● Brief
Lines from the line with "the black tire" to the line with "the front wheel" in the entries below, and only those, must be output exactly, with both ends included.
★ ★ ★ ★ ★ ★ ★
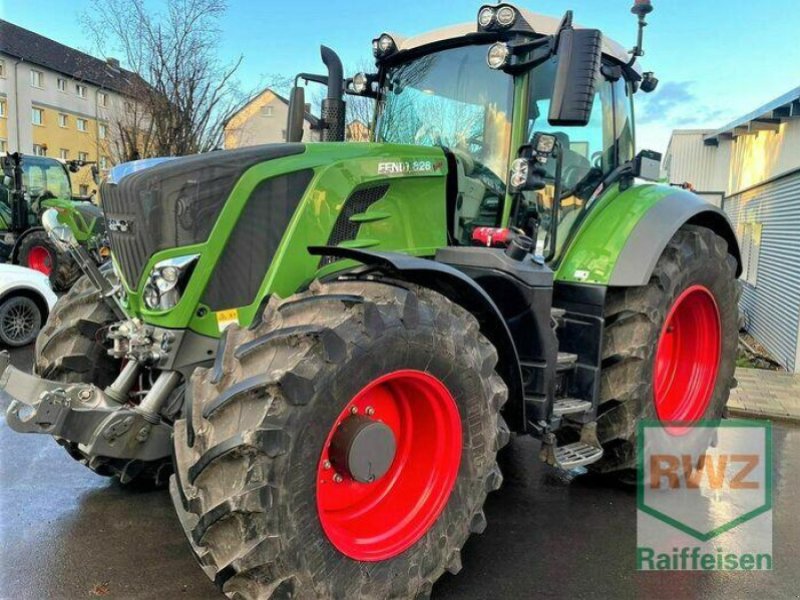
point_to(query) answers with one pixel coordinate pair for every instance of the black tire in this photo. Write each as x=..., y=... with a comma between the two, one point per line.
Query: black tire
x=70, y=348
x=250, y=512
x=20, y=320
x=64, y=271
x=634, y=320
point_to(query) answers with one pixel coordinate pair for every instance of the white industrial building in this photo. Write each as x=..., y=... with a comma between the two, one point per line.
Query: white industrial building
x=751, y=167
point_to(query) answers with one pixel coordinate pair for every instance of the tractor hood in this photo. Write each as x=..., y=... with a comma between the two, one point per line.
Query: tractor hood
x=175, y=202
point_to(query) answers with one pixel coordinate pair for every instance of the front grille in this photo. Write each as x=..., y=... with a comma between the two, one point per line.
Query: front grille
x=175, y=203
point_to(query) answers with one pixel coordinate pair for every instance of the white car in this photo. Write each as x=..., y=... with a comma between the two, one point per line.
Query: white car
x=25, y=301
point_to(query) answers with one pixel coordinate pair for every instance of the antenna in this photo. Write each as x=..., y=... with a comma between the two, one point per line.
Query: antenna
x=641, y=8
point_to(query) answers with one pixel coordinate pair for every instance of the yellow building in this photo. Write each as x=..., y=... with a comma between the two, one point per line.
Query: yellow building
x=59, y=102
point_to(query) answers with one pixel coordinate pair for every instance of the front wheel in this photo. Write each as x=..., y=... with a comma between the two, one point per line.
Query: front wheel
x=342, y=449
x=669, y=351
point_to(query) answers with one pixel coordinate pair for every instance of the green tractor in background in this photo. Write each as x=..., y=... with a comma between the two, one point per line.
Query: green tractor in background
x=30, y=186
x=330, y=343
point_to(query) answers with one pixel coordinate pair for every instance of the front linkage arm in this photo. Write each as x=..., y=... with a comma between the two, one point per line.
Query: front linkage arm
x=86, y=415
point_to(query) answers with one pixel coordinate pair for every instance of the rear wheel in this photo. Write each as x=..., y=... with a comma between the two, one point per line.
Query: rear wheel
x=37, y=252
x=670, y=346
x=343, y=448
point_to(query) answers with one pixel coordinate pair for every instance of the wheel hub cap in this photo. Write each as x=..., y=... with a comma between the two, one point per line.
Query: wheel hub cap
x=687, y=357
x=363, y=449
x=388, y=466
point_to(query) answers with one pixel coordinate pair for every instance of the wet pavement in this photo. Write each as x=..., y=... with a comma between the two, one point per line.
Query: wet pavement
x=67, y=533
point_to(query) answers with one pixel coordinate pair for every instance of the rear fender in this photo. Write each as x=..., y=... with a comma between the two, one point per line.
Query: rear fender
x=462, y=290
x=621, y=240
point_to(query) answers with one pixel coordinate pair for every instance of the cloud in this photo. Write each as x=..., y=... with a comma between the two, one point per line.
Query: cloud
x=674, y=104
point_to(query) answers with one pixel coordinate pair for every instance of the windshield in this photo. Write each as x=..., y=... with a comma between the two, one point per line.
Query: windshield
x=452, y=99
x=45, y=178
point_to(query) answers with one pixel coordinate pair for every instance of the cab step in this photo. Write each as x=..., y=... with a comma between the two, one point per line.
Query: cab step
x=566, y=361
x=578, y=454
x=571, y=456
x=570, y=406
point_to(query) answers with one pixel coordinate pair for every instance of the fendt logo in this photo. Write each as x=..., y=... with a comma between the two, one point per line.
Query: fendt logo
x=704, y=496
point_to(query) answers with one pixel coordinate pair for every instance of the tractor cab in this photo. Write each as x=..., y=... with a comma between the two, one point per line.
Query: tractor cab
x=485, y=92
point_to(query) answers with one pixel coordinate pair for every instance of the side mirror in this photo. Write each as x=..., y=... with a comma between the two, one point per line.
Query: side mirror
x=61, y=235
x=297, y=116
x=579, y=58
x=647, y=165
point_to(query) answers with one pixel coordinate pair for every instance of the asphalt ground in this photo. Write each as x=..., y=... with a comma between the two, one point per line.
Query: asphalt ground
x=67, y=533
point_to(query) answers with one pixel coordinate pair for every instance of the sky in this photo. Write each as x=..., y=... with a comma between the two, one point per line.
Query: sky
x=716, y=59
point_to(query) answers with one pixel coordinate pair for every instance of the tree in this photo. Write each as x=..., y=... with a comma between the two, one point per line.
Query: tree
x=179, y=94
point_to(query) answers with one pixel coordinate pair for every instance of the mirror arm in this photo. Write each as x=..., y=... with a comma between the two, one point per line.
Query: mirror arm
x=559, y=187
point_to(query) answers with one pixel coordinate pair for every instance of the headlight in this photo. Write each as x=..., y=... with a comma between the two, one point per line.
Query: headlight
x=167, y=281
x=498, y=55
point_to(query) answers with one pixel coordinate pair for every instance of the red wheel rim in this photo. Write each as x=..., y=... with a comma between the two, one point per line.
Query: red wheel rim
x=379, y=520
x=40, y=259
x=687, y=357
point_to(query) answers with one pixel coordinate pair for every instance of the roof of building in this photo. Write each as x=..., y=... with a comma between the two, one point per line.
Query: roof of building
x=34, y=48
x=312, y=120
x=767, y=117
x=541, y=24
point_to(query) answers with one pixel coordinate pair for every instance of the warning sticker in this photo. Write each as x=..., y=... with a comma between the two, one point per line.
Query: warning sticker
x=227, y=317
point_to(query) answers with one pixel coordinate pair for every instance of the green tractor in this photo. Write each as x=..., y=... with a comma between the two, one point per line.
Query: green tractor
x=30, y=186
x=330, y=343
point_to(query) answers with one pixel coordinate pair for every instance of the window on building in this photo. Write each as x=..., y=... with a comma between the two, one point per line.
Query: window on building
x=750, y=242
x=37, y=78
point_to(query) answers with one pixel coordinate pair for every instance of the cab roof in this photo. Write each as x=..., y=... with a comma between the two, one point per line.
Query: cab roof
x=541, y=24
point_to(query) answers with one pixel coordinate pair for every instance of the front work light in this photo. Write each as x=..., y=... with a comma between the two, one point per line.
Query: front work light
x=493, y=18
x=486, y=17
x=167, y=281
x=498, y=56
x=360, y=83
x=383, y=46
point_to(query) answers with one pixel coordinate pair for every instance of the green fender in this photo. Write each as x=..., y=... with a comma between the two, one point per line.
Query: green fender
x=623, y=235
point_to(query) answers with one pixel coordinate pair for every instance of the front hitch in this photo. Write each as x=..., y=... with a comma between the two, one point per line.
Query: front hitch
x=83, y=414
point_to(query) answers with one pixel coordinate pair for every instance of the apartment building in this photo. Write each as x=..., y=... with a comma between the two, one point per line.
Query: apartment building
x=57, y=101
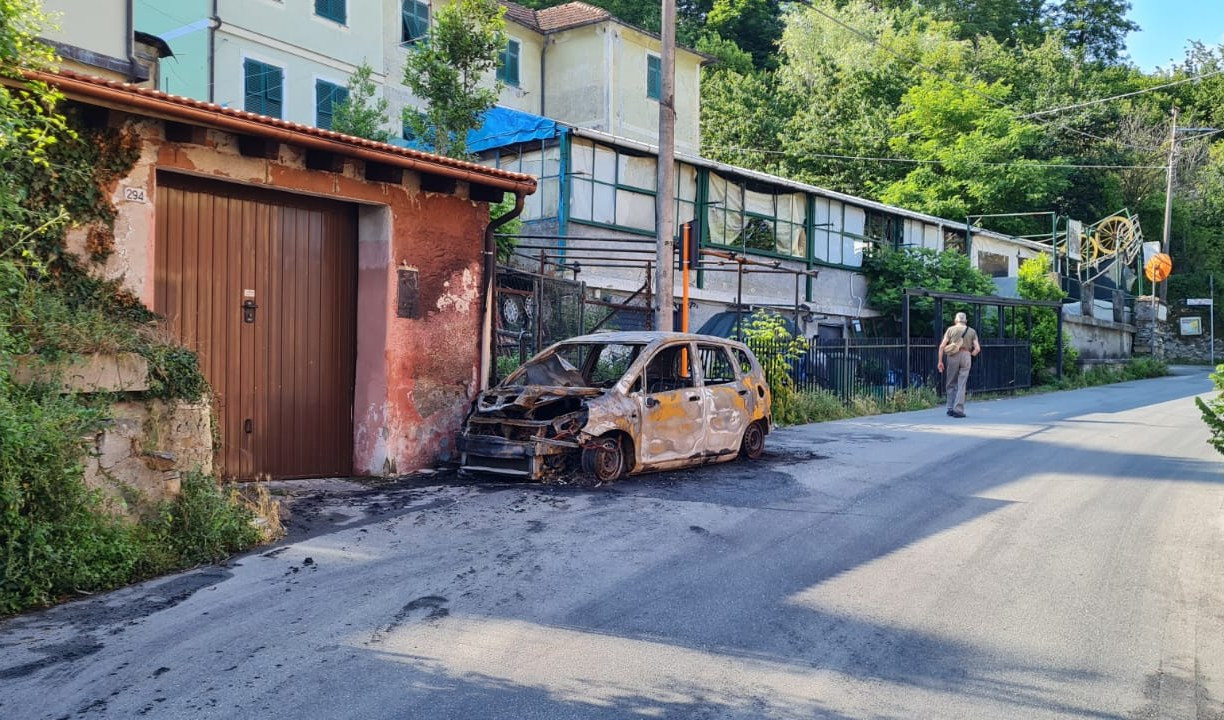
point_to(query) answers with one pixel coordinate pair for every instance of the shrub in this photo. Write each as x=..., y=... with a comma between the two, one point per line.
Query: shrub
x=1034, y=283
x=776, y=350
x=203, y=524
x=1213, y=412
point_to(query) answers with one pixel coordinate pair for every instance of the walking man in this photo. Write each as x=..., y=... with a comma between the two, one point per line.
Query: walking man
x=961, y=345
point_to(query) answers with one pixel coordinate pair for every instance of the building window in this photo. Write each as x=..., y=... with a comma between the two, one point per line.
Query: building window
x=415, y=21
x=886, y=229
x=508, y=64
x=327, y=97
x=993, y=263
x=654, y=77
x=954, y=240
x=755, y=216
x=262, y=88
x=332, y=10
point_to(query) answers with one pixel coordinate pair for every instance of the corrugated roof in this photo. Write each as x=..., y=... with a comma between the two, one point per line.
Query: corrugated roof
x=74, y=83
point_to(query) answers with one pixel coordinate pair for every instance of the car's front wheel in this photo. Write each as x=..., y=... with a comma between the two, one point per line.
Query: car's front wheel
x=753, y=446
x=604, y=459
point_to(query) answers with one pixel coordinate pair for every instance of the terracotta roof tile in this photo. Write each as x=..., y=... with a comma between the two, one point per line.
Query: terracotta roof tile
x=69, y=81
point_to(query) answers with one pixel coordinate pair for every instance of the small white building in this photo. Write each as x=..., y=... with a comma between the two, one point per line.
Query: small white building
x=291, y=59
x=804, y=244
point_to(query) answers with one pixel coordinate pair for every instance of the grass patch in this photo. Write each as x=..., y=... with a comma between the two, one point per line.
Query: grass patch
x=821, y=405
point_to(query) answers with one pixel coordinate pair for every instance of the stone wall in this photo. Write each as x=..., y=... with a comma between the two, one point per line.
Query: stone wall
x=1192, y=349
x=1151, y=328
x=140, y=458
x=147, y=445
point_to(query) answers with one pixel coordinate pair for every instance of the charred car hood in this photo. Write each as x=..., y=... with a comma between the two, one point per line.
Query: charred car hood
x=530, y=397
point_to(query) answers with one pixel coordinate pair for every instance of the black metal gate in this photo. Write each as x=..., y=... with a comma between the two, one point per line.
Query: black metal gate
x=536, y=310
★ ★ ★ ★ ★ ★ ★
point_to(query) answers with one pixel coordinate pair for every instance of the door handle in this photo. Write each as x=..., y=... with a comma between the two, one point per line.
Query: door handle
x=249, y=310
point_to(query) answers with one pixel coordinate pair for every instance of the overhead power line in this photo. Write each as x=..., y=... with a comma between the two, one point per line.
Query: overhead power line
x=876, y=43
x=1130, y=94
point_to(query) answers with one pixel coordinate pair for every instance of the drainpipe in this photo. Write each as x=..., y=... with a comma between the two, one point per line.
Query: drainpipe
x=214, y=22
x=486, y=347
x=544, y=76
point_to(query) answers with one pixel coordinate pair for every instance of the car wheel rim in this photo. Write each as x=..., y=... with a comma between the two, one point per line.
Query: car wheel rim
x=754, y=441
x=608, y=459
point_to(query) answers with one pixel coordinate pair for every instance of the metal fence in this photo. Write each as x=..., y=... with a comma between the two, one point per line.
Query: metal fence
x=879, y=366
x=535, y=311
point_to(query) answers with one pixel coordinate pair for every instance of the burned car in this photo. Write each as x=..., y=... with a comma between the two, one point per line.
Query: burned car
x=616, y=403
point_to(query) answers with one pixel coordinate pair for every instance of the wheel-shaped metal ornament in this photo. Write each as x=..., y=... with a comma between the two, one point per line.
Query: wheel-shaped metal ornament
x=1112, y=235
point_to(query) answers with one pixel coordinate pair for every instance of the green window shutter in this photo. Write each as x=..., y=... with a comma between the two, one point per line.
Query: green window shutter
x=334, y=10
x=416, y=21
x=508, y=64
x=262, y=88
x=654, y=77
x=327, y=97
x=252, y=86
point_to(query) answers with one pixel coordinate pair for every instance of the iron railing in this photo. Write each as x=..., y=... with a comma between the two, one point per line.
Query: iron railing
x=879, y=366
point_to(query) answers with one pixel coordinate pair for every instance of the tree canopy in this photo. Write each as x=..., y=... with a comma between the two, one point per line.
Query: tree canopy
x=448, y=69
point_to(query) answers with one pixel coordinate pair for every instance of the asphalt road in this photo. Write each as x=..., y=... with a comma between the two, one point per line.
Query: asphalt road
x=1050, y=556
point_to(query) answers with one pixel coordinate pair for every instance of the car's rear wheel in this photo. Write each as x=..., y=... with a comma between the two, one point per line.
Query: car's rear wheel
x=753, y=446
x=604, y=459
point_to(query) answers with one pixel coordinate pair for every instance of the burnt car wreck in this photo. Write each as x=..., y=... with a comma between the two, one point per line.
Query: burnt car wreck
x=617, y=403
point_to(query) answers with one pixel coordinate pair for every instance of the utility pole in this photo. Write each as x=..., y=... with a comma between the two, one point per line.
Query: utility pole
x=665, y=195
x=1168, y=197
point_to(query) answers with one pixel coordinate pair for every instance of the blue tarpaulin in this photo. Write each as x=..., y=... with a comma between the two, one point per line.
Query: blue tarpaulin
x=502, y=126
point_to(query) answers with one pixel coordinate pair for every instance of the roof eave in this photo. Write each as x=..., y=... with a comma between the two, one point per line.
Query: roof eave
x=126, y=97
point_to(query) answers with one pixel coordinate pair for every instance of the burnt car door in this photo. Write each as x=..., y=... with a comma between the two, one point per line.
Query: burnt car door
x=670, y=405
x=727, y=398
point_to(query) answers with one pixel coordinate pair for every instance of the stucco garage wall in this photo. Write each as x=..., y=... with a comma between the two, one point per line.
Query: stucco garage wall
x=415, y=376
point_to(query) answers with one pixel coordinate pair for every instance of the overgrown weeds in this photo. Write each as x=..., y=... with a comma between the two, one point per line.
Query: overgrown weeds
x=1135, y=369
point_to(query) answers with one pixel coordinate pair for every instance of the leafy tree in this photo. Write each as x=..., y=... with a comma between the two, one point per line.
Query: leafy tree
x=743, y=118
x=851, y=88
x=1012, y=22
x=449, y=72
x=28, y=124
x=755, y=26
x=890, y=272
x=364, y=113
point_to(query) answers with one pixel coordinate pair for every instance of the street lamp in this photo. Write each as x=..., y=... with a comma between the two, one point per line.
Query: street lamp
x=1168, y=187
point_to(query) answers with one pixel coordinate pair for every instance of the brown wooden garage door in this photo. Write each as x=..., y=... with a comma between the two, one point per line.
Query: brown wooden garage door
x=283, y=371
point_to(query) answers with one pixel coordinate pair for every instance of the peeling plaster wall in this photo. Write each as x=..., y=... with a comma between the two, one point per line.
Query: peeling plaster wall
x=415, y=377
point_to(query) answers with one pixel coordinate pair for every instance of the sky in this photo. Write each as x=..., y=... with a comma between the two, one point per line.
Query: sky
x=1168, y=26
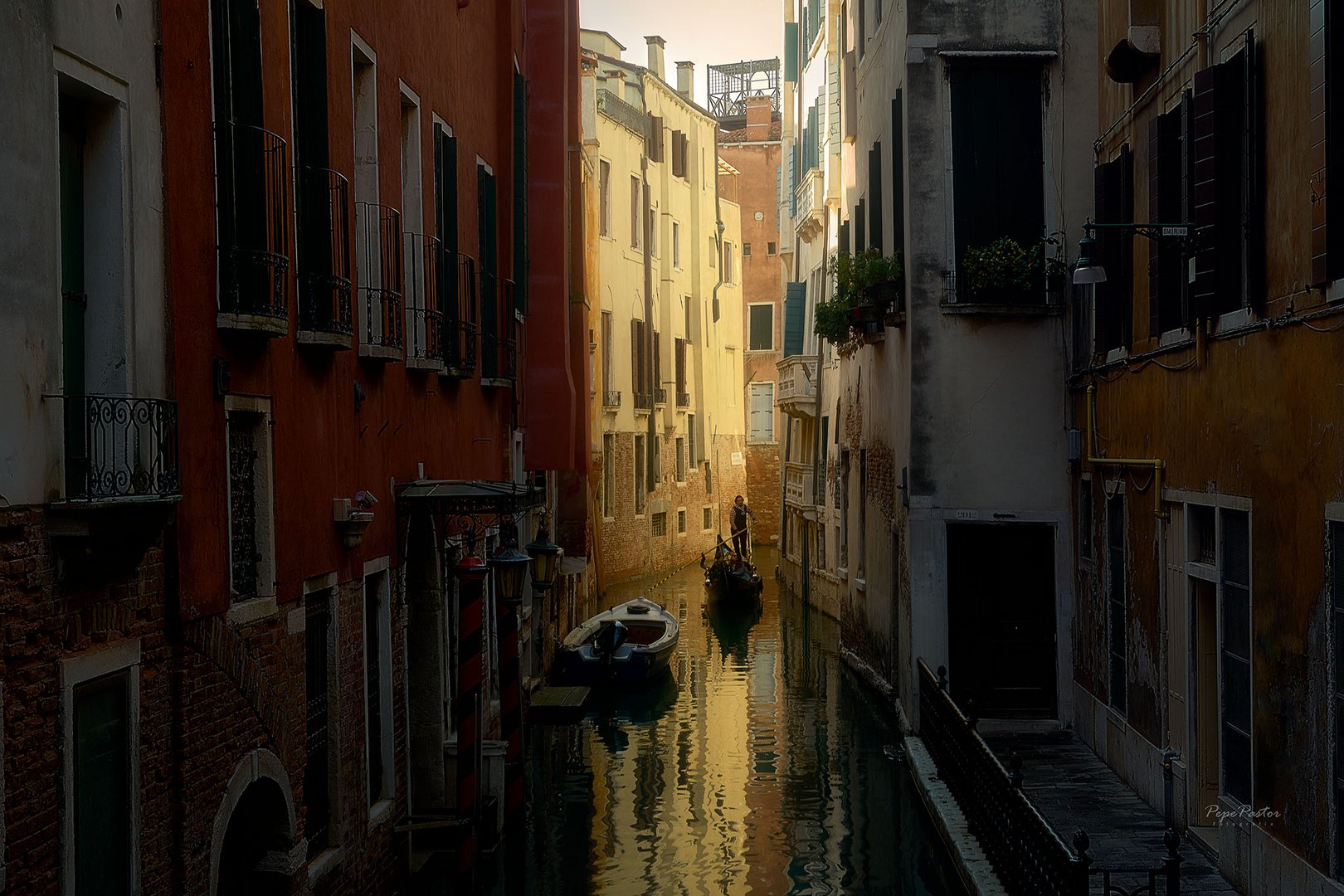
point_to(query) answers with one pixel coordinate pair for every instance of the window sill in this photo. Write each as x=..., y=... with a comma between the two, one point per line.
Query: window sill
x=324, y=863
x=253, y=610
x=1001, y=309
★ ★ ★ ★ ★ ★ ★
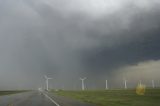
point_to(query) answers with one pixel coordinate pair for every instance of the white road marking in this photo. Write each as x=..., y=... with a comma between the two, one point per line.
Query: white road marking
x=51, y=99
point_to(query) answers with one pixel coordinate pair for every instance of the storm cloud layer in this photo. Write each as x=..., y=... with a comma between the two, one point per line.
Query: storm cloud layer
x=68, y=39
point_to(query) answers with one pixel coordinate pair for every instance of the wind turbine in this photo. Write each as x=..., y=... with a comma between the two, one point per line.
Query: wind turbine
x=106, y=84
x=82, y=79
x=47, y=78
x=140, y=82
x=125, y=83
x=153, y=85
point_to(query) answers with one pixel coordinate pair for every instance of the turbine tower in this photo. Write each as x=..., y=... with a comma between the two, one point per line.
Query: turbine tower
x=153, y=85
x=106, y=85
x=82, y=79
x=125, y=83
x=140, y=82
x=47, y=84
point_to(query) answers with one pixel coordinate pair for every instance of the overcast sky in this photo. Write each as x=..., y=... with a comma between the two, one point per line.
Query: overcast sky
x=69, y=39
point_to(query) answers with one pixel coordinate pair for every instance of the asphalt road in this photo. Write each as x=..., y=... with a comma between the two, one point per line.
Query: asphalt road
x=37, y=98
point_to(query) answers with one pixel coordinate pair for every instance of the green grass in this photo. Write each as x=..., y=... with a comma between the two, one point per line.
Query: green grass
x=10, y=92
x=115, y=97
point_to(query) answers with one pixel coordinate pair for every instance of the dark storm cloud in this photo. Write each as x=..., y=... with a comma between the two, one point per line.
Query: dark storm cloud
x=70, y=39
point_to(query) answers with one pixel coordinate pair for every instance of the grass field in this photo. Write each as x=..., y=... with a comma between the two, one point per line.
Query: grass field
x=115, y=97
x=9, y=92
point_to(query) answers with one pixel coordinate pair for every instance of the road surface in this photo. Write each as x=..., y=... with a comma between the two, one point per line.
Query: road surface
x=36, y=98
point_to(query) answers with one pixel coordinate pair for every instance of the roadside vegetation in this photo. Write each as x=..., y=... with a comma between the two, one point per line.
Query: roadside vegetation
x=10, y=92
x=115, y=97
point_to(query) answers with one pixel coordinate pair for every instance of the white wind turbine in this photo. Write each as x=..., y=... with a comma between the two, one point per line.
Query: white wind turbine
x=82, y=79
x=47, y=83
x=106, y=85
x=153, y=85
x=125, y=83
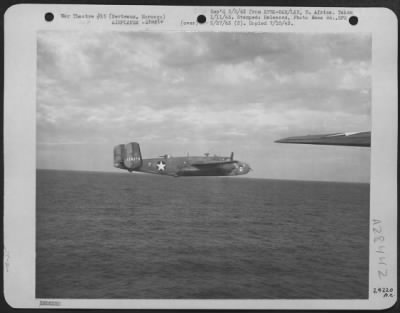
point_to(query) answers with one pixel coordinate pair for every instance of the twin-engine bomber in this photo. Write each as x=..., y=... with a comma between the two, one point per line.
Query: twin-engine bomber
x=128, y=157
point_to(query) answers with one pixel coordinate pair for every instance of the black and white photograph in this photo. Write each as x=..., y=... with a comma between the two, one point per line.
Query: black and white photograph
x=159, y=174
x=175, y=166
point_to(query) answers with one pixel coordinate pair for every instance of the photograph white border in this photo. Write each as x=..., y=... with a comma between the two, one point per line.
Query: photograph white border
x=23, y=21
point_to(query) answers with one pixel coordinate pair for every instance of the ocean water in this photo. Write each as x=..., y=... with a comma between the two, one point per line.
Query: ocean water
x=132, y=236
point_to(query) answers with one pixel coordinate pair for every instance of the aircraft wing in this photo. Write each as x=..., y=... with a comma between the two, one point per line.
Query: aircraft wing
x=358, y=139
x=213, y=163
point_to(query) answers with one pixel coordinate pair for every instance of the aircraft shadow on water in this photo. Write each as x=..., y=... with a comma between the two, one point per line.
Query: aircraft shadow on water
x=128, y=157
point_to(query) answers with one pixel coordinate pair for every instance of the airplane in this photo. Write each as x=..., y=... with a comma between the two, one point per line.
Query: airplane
★ ★ ★ ★ ★ ★ ★
● Solution to this task
point_to(query) answers with one pixel coordinate pair for every instance of the black tire in this photo. Write each as x=..., y=... with a comma between the two, one point per line.
Query: black tire
x=70, y=348
x=250, y=512
x=20, y=320
x=64, y=271
x=634, y=320
point_to(query) answers with one pixel coordinate pair for every instance of the white industrial building in this photo. Write each as x=..., y=... with a comma between the two, one point per line.
Query: white industrial building
x=751, y=167
point_to(query) answers with one pixel coordinate pair for every instance of the tractor hood in this photo. Write each as x=..., y=... with a comma between the two, one point per line.
Query: tractor hood
x=175, y=202
point_to(query) answers with one pixel coordinate pair for every instance of the front grille in this photo. Write each as x=..., y=... with a comma between the two, one point per line.
Query: front grille
x=175, y=203
point_to(query) answers with one pixel coordinate pair for every instance of the white car in this photo. Write each as x=..., y=... with a comma between the two, one point per line.
Query: white car
x=25, y=301
point_to(query) answers with one pixel coordinate pair for every instance of the antenna in this photo. Write each as x=..., y=... with a comma between the two, one point per line.
Query: antenna
x=641, y=8
point_to(query) answers with one pixel coordinate pair for every instance of the yellow building in this photo. Write each as x=..., y=... with a comma between the two, one point per line.
Query: yellow building
x=59, y=102
point_to(query) answers with one pixel coordinate pair for every instance of the front wheel in this photo. Write each as x=..., y=... with a comma between the two, one point per line.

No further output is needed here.